Collected data

## Begin

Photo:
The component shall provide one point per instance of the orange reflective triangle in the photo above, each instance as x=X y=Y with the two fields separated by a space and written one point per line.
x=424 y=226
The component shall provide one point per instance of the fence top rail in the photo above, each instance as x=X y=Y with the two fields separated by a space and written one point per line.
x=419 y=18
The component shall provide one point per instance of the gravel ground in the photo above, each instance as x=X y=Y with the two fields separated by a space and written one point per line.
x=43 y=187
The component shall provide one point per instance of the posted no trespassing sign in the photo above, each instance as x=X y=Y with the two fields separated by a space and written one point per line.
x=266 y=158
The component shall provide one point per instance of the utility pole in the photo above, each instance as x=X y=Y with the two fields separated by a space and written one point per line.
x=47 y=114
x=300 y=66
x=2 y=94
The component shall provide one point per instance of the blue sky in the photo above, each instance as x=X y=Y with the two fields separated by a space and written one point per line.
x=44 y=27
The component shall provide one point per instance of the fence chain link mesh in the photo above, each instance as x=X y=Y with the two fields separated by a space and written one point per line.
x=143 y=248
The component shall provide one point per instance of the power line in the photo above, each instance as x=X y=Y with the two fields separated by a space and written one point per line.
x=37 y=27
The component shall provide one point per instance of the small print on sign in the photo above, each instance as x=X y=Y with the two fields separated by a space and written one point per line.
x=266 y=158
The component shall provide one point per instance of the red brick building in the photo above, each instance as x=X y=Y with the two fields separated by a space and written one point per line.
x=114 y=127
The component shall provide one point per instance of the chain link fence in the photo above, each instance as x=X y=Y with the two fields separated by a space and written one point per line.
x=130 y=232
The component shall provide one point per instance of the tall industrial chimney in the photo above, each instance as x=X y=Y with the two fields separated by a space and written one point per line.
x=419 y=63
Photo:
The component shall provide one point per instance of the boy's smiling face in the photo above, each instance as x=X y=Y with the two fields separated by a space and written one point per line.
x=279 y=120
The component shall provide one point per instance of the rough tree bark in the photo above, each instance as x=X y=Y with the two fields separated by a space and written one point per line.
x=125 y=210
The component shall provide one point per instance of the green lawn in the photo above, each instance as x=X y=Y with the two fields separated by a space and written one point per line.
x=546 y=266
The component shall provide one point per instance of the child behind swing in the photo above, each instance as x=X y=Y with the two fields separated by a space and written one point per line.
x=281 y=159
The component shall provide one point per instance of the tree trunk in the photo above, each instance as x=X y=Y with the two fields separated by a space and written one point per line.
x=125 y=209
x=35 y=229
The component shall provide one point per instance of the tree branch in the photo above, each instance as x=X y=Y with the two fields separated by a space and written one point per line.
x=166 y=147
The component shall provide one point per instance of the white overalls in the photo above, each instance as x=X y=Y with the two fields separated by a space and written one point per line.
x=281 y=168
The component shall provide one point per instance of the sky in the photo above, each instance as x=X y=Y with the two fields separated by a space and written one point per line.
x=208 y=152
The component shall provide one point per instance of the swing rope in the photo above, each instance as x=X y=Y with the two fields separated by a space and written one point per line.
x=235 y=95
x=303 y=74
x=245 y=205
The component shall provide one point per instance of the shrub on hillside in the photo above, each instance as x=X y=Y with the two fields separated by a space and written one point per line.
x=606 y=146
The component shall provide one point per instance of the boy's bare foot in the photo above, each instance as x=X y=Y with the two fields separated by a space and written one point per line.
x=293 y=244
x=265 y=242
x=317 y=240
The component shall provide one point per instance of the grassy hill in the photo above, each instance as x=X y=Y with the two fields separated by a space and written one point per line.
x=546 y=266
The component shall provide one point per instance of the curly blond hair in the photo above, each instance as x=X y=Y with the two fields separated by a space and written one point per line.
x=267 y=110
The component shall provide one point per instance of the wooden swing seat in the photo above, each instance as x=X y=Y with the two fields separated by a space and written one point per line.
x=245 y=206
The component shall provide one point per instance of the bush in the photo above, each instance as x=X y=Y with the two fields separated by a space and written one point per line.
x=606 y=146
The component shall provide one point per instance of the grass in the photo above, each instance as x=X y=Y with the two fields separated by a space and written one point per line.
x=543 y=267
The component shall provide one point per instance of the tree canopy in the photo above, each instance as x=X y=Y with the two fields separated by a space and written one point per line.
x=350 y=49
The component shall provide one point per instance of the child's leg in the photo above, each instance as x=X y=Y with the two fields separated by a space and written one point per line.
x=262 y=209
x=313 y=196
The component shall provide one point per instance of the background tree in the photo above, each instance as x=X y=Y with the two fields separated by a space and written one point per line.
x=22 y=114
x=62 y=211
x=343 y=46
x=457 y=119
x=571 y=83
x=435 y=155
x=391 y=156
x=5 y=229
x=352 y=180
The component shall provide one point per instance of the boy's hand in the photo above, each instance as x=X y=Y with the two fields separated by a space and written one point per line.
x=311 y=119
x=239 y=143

## End

=== EXERCISE DIRECTIONS ===
From the records above, extract every line exactly as it stands.

=== CORRECT RESULT ===
Photo:
The component shall provide one point per instance of the orange reflective triangle in the photo above, each instance as x=X y=Y with the two fields separated by a space and written one point per line.
x=424 y=226
The component shall provide one point per instance of the fence top rail in the photo above, each instance as x=X y=Y with the two fields separated by a space and written one point per line.
x=419 y=18
The component shall provide one point per instance of the gravel ground in the photo above, each instance as x=X y=Y with the two fields separated by a space and written one point per line.
x=43 y=187
The component shall provide one point per instance of the posted no trespassing sign in the photo above, each instance as x=X y=Y with the two fields separated by a space and written one point per line.
x=266 y=158
The component shall provide one point per instance of the utility pole in the photo above, each instance as x=X y=Y with the two fields separated by a space and written one point per line.
x=47 y=114
x=300 y=66
x=2 y=94
The component shall provide one point per instance of the blue sky in the photo above, each instance as x=X y=Y with the two fields separated by a space and written one point per line.
x=44 y=27
The component shall provide one point per instance of the fence chain link mesh in the photo above, each instance as x=X y=Y with the two fields separated by a space and written one point per line.
x=143 y=248
The component shall provide one point per instance of the power line in the photo above, each instance as x=X y=Y with the two fields separated by a space and written one point per line.
x=37 y=27
The component shall provide one point per instance of the small print on sign in the photo above, each instance as x=X y=Y with the two fields separated by a space and written one point per line.
x=266 y=158
The component shall provide one point per instance of the red brick building in the photo above, each instance as x=X y=Y with the two fields separated by a space and written one point per line.
x=114 y=127
The component shall provide one point per instance of the chain link fence in the photo above, each instance as x=X y=Y with the two fields separated by a space and written one point per line.
x=130 y=232
The component shall provide one point per instance of the tall industrial chimney in the photo above, each instance as x=X y=Y with the two fields separated by a space and written one point per line.
x=419 y=63
Photo:
The component shall provide one point per instance of the boy's smiling face in the photo above, each instance as x=X y=Y with the two fields separated by a space and written one point per line.
x=279 y=120
The component shall provide one point per instance of the rough tree bark in the photo above, each instance as x=X y=Y with the two fields separated by a space and written one point per line.
x=125 y=210
The component shall provide one point per instance of the green lawn in the photo above, each instance as x=X y=Y with the two fields separated by a space and written one point per line.
x=546 y=266
The component shall provide one point per instance of the child behind swing in the photo above, each instance as x=X y=Y with the two fields separated by a space and written one point per line.
x=281 y=159
The component shall provide one point per instance of the tree trunk in the photo above, each instance as x=X y=Y with the two fields separated by a space and written one point per line.
x=125 y=209
x=35 y=229
The component shall provide one point per instance of the tree branch in the photo above, each instance as x=X y=Y with the two fields separated by a space and written one point per line.
x=166 y=147
The component shall provide one point per instance of the white overalls in the photo above, each instance as x=X y=Y with the two fields separated by a space and written one point per line.
x=281 y=168
The component shall provide one point per instance of the sky in the photo above, each instance as x=X y=Y with the two fields separated by a space and written one point per line.
x=208 y=152
The component shall provide one point per instance of the swing rope in the photo above, each instance as x=X y=Y with the two fields separated by a space and written one point per line.
x=235 y=95
x=303 y=74
x=245 y=205
The component shall provide one point per instance of the shrub on hillside in the photo above, each instance as x=X y=Y with the two fields separated by a space and written one point per line.
x=606 y=146
The component shall provide one point per instance of the boy's bare foot in the photo above, each instance as x=X y=Y with the two fields separated by a space and written one point per line.
x=293 y=244
x=265 y=242
x=317 y=240
The component shall provide one point per instance of the grassy hill in the photo above, each instance as x=X y=Y with the two fields separated by a space and written one point per line.
x=546 y=266
The component shall provide one point per instance of the curly blond hair in the photo above, each instance as x=X y=Y with the two fields separated by a space and written one point per line.
x=267 y=110
The component shall provide one point per instance of the wooden swing seat in the photo above, each instance as x=X y=Y with the two fields separated by a space and written one point per line.
x=245 y=206
The component shall provide one point per instance of the bush in the photo above, each instance as x=X y=Y with the two fields separated by a space and written one point per line.
x=606 y=146
The component shall provide one point per instance of the grass in the photo above, each instance as x=X y=Y with the two fields separated by a space and written one point per line.
x=543 y=267
The component shall provide one point per instance of the tree canopy in the photo above, each instance as x=X y=Y with the two fields separated by a space and written one point per line.
x=350 y=49
The component shall provide one point per instance of the child's leg in the photo above, each instance as x=X y=Y with the two fields separated by a space and written one point per line.
x=262 y=209
x=313 y=196
The component shall provide one point per instance of the background tree in the photo above, each instance as x=X y=Y with the two fields separated by a space and written one point per line.
x=22 y=114
x=62 y=211
x=343 y=46
x=457 y=119
x=571 y=83
x=435 y=155
x=391 y=156
x=5 y=229
x=352 y=180
The component shall provide one point per instance of the boy's hand in the photo above, each instance as x=X y=Y with the two fields separated by a space and written one point per line.
x=311 y=119
x=239 y=143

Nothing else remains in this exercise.